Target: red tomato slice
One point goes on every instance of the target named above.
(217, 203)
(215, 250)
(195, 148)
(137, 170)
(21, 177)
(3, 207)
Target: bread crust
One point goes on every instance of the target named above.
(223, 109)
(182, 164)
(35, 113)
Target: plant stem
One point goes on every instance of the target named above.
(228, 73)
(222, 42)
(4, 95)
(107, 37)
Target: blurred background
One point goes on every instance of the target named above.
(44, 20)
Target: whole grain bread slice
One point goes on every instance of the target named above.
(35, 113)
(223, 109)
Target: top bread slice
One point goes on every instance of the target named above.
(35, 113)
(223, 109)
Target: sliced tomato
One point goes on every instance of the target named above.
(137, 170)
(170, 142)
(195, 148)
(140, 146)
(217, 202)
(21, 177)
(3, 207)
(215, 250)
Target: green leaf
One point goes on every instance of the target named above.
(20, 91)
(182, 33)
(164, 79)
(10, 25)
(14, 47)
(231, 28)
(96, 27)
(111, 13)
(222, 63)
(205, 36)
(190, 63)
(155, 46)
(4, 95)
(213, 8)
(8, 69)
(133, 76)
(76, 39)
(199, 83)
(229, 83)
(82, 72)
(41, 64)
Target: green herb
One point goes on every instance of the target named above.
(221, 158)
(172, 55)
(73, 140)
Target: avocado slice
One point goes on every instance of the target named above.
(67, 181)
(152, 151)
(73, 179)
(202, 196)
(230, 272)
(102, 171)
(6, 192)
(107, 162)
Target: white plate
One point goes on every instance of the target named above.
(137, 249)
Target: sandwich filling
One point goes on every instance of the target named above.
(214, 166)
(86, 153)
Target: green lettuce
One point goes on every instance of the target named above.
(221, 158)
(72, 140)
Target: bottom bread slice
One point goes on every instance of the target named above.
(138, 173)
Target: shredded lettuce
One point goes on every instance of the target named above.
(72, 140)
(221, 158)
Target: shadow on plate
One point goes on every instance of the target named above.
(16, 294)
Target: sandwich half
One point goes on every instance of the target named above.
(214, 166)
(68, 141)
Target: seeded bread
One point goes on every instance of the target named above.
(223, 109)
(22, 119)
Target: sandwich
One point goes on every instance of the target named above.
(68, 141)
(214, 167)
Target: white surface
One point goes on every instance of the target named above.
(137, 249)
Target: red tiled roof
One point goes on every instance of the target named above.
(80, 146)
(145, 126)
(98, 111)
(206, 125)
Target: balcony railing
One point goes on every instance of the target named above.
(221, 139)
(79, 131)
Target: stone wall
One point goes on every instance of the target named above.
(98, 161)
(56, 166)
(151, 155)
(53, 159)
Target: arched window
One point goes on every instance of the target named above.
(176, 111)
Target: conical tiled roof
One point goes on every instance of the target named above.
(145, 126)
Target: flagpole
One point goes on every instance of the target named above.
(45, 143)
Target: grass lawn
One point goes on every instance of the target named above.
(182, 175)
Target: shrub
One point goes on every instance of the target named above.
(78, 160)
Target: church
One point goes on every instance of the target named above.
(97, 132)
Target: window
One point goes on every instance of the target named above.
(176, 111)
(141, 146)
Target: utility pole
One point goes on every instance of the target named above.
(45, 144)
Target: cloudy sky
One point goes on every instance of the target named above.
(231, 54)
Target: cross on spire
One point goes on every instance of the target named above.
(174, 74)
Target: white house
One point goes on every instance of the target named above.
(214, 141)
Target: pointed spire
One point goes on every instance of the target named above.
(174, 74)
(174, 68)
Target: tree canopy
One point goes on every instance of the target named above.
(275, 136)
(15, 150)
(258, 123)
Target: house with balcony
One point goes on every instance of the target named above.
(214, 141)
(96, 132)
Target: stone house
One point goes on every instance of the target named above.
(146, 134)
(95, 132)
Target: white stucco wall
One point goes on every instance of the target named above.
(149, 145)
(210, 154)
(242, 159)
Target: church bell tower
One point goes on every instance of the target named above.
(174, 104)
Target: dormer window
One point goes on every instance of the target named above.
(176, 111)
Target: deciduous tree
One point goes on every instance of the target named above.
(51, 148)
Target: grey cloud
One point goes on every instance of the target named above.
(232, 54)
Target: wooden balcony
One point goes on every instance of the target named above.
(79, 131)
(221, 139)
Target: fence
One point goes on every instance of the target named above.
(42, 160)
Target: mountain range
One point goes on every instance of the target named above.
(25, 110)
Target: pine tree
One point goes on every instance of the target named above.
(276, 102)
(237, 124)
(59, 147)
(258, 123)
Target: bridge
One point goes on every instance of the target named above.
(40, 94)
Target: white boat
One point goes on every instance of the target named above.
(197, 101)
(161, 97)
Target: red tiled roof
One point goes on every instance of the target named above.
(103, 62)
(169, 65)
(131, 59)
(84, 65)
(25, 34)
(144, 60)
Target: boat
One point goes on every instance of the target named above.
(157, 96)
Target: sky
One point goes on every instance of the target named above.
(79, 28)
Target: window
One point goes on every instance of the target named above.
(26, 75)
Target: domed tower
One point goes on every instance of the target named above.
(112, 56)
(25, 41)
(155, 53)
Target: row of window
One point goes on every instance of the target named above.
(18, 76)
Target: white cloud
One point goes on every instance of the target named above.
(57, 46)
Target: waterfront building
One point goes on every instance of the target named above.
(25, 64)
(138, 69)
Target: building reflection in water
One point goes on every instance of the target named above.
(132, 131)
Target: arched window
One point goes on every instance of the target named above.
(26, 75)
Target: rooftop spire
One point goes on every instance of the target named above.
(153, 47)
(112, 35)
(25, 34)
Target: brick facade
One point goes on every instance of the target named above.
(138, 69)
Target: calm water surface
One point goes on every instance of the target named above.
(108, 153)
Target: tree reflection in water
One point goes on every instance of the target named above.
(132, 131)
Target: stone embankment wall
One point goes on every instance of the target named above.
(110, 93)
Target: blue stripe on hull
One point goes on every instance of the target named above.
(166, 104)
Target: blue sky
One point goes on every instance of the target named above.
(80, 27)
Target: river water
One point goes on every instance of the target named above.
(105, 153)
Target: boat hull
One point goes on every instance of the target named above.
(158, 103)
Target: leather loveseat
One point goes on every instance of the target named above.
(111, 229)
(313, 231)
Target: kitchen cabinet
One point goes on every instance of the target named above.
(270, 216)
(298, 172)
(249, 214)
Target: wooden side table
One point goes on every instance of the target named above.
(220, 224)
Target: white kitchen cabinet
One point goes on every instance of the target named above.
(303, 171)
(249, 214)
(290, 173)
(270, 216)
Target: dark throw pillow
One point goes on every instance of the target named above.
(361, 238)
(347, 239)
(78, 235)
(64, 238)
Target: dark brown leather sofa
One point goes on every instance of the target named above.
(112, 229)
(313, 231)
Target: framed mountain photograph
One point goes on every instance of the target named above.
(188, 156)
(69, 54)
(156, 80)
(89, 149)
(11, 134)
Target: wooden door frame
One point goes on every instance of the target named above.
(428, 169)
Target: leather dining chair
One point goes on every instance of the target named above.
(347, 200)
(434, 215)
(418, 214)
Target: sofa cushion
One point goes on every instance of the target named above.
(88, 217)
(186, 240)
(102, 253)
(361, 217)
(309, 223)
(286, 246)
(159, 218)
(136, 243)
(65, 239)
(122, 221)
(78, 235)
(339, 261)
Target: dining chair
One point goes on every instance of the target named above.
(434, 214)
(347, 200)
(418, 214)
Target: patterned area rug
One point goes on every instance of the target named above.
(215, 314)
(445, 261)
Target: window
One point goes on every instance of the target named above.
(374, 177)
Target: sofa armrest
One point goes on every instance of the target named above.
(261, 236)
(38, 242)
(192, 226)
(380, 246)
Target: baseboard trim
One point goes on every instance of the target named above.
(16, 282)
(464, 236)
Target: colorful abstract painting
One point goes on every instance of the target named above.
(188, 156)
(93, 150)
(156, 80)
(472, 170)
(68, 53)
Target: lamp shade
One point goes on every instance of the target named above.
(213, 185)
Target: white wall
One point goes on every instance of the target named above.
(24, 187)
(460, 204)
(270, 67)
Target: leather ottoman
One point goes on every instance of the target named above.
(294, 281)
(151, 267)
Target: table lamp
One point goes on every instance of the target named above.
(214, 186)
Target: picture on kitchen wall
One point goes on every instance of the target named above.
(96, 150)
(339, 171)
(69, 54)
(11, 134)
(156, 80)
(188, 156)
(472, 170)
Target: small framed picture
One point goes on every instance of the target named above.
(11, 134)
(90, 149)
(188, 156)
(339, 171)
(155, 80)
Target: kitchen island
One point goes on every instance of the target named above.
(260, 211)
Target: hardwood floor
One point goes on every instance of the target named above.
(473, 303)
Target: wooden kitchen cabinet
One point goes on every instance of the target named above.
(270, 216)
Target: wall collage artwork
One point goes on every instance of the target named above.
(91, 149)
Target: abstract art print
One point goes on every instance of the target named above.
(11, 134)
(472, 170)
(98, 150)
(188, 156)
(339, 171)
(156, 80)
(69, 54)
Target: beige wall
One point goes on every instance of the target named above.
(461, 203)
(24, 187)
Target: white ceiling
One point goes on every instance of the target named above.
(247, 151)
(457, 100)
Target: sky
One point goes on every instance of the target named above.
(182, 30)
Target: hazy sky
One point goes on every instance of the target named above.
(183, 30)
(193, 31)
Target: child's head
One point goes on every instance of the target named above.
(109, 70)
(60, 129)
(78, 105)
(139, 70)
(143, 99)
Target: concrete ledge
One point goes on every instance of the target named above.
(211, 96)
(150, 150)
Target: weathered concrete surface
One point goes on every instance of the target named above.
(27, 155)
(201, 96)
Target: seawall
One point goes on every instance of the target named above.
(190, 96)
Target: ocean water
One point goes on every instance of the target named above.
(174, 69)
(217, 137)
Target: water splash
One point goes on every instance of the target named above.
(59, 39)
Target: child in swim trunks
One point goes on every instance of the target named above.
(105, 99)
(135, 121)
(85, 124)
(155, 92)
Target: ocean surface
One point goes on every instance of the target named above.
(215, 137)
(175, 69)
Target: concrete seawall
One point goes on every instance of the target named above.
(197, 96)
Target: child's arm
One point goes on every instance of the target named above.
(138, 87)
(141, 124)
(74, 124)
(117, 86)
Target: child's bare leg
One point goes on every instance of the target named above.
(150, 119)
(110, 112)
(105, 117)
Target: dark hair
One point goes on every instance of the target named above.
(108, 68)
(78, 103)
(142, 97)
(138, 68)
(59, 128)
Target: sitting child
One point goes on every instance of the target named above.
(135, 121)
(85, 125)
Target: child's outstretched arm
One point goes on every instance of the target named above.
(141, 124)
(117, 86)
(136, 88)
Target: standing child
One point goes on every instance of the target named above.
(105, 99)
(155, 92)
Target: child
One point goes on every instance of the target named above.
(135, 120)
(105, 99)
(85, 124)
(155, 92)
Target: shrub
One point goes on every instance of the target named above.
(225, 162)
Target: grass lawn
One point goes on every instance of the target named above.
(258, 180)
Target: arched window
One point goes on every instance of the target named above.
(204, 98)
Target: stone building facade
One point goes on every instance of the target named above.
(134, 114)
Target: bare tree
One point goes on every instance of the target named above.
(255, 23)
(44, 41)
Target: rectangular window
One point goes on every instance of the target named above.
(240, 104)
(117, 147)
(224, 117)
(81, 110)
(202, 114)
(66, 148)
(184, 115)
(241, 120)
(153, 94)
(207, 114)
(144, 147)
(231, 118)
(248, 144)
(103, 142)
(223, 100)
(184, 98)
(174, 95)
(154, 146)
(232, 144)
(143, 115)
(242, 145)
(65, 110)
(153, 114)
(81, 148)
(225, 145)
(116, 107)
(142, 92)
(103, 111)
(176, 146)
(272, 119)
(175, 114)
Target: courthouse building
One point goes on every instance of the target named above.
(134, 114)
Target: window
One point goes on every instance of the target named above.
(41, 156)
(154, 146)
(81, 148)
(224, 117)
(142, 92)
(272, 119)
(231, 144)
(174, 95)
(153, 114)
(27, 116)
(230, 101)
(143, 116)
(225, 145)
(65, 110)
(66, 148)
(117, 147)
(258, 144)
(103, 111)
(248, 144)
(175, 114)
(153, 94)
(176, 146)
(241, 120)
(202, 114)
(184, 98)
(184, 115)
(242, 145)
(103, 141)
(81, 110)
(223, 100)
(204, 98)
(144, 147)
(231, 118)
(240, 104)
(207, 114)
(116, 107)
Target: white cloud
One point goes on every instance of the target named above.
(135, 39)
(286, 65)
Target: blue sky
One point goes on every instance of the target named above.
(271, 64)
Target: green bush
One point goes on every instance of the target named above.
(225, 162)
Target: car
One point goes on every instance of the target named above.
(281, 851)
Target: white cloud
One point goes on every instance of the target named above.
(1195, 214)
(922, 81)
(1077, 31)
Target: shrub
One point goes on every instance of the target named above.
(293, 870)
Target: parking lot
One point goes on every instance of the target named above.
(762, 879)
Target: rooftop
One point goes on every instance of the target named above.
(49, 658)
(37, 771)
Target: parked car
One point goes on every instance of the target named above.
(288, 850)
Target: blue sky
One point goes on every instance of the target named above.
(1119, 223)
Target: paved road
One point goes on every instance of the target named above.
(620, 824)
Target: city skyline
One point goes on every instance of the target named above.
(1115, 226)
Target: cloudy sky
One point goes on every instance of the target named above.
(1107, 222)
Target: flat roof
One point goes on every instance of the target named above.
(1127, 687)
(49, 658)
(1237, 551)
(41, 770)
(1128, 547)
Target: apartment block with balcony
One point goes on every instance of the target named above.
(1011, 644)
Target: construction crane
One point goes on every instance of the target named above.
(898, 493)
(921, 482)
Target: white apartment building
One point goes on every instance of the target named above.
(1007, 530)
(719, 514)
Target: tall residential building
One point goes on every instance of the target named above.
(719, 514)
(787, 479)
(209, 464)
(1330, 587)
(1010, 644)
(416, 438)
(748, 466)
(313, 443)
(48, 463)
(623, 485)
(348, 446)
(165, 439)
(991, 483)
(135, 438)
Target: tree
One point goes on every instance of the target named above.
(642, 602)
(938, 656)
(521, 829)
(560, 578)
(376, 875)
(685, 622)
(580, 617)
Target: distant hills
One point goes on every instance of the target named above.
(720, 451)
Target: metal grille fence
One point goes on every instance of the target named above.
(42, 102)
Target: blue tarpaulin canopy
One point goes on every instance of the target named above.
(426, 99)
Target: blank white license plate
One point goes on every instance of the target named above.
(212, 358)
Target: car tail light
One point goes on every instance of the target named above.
^^^^^^^^
[WORK TO BE COMPLETED]: With the line containing "Target: paved road" as the first, output each line through the final line of the entries above, exactly.

[WRITTEN REPLY]:
Target: paved road
One point goes on every instance of the target named above.
(620, 824)
Target: city skyline
One point goes on every instance of the target named above.
(1115, 226)
Target: cloudy sky
One point goes on every instance of the target named above.
(1107, 222)
Target: flat roof
One point goes on every instance of the target named above.
(1127, 687)
(49, 658)
(1237, 551)
(41, 770)
(1128, 547)
Target: apartment block with balcony
One point goes on every instance of the target named above.
(1011, 644)
Target: construction crane
One point goes on every instance of the target named above.
(898, 493)
(921, 482)
Target: white apartment building
One point goes on every instance of the target named above.
(1007, 530)
(719, 514)
Target: tall residential building
One point goes on every instance of the target named above.
(719, 514)
(787, 479)
(209, 464)
(1330, 587)
(1010, 644)
(416, 438)
(748, 466)
(313, 443)
(48, 463)
(623, 485)
(348, 446)
(165, 439)
(991, 483)
(135, 438)
Target: tree
One point goes on every instance of the target named above.
(642, 602)
(938, 656)
(521, 829)
(560, 578)
(376, 875)
(685, 622)
(580, 617)
Target: distant hills
One point goes on every instance of the target named above.
(720, 451)
Target: metal grille fence
One point goes on every instance of the target named above.
(42, 102)
Target: blue tarpaulin canopy
One point goes on every instance of the target named above.
(426, 99)
Target: blank white license plate
One point goes on every instance of the target named above.
(212, 358)
Target: car tail light
One point goes on every instance of the target named above.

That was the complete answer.